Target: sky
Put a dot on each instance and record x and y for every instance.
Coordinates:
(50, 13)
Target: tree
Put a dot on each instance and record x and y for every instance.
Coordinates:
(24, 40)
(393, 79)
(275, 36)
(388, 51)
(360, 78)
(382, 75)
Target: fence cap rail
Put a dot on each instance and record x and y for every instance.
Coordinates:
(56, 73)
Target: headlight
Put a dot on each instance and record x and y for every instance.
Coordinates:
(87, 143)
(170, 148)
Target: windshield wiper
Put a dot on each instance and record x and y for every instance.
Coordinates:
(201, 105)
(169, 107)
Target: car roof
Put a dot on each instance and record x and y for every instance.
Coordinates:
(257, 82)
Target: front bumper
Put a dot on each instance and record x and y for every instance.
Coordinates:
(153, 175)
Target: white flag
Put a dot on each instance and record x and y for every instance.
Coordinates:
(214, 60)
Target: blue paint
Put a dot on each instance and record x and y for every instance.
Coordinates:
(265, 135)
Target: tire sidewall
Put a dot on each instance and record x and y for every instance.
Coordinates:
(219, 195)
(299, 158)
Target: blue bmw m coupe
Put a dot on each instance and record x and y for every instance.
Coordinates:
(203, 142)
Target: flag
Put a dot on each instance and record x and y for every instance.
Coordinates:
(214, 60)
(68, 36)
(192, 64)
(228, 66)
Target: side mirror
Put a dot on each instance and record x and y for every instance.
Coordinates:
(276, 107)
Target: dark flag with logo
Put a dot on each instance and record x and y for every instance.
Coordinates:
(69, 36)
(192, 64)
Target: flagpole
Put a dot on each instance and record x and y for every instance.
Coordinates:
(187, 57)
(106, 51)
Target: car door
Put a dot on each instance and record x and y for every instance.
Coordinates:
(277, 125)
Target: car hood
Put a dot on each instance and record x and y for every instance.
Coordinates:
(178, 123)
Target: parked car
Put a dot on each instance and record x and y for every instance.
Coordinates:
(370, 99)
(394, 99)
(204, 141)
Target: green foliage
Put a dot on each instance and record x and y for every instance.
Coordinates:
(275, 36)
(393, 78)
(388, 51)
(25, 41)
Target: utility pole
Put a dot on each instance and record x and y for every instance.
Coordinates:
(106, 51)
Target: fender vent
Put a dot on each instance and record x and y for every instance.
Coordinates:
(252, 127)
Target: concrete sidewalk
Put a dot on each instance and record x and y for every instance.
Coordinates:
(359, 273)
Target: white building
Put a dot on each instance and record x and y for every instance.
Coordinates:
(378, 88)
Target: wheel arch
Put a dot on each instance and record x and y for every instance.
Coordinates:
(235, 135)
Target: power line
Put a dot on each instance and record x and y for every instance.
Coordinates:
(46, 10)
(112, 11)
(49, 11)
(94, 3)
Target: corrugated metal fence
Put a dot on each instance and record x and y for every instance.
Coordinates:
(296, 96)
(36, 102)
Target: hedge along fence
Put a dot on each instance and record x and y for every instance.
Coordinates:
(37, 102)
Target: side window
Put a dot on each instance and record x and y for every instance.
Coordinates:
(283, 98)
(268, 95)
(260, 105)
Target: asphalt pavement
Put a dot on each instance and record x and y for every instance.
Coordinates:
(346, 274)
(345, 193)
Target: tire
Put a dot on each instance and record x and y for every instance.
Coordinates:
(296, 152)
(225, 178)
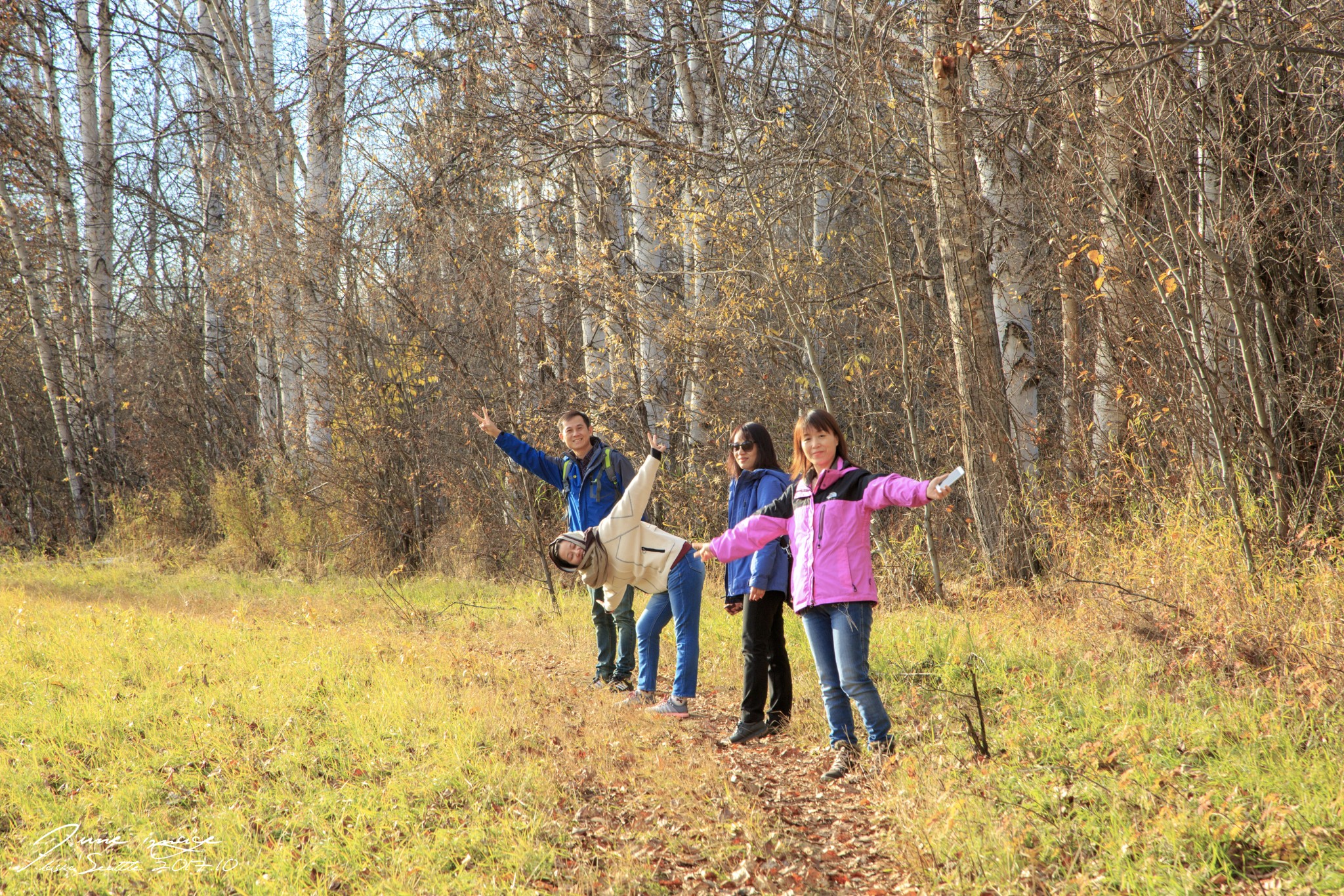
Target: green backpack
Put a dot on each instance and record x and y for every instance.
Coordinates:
(606, 468)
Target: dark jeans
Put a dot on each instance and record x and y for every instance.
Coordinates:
(765, 659)
(837, 634)
(614, 636)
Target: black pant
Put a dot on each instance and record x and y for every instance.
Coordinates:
(765, 659)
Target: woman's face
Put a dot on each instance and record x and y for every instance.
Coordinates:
(745, 452)
(570, 552)
(820, 448)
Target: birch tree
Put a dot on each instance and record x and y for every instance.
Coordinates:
(987, 446)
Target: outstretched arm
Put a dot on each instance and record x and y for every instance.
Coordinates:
(897, 491)
(765, 559)
(753, 533)
(631, 507)
(539, 464)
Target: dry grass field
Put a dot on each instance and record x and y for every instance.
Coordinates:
(174, 731)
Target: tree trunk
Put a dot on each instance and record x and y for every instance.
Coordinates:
(1114, 163)
(647, 253)
(1001, 156)
(323, 215)
(93, 69)
(50, 366)
(986, 441)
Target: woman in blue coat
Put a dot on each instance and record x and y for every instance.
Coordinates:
(757, 586)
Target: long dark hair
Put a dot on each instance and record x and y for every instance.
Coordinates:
(765, 449)
(818, 421)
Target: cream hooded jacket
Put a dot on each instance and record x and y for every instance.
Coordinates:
(637, 552)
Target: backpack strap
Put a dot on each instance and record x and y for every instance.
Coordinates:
(610, 472)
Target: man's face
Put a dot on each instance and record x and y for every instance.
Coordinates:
(577, 434)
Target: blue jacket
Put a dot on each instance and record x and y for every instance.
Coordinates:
(768, 569)
(591, 491)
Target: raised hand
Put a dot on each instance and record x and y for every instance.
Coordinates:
(487, 425)
(937, 491)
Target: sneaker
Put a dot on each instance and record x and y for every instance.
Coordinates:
(749, 731)
(673, 707)
(845, 761)
(639, 699)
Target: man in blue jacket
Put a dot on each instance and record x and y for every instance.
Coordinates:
(592, 478)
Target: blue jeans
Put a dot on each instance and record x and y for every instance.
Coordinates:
(837, 634)
(682, 605)
(614, 636)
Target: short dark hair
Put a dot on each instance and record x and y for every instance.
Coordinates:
(816, 421)
(765, 449)
(570, 414)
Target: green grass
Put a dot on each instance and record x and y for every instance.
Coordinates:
(322, 746)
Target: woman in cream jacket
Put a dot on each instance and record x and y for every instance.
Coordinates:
(623, 550)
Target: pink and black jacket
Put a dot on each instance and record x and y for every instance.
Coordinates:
(827, 523)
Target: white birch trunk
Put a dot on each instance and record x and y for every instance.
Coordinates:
(692, 45)
(323, 214)
(992, 480)
(93, 85)
(647, 251)
(1000, 157)
(583, 198)
(49, 365)
(1113, 171)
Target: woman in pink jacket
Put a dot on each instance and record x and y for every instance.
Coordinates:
(826, 514)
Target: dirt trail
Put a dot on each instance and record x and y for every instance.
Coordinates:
(830, 830)
(827, 836)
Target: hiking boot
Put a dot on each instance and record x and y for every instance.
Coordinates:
(749, 731)
(673, 707)
(845, 761)
(883, 750)
(639, 701)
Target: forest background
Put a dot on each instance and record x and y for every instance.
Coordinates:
(260, 266)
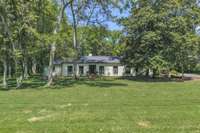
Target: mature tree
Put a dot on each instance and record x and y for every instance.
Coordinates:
(165, 29)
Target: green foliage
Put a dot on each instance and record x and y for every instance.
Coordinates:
(164, 29)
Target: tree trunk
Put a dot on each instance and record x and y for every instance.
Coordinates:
(147, 73)
(34, 66)
(182, 71)
(9, 71)
(154, 73)
(51, 59)
(75, 40)
(25, 68)
(53, 47)
(5, 85)
(7, 30)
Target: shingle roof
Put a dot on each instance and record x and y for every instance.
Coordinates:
(99, 59)
(91, 59)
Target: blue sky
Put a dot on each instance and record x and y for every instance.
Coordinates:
(113, 25)
(109, 23)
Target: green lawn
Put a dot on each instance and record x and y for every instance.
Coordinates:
(101, 106)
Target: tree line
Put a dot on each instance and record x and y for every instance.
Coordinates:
(157, 34)
(35, 33)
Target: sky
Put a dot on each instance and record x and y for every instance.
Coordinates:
(110, 24)
(114, 25)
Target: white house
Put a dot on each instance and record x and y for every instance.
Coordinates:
(86, 65)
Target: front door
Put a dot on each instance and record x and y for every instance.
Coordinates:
(92, 69)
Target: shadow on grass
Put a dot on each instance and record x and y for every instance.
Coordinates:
(36, 82)
(104, 83)
(156, 79)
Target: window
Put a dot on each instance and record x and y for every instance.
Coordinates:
(127, 70)
(92, 69)
(115, 69)
(101, 70)
(69, 69)
(81, 70)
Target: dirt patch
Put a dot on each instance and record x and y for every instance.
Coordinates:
(40, 118)
(144, 124)
(27, 111)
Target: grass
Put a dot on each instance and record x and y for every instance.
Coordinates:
(107, 106)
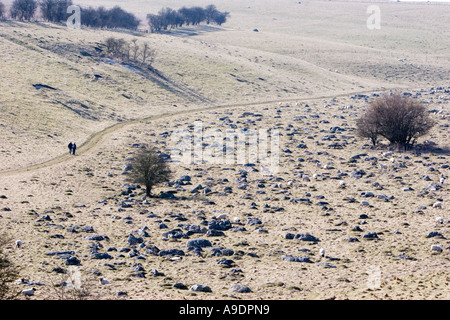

Description of the task: Recast the lines as a Markdown table with the columns Row and Line text. Begin at the line that contains "Target: grass", include every line through the final one, skip blank lines, and leave out the pictures.

Result of the task:
| Row | Line text |
|---|---|
| 1 | Target: grass |
| 2 | Put a dot on each instance and record x and y for every instance. |
| 3 | Coordinates: |
| 4 | (107, 106) |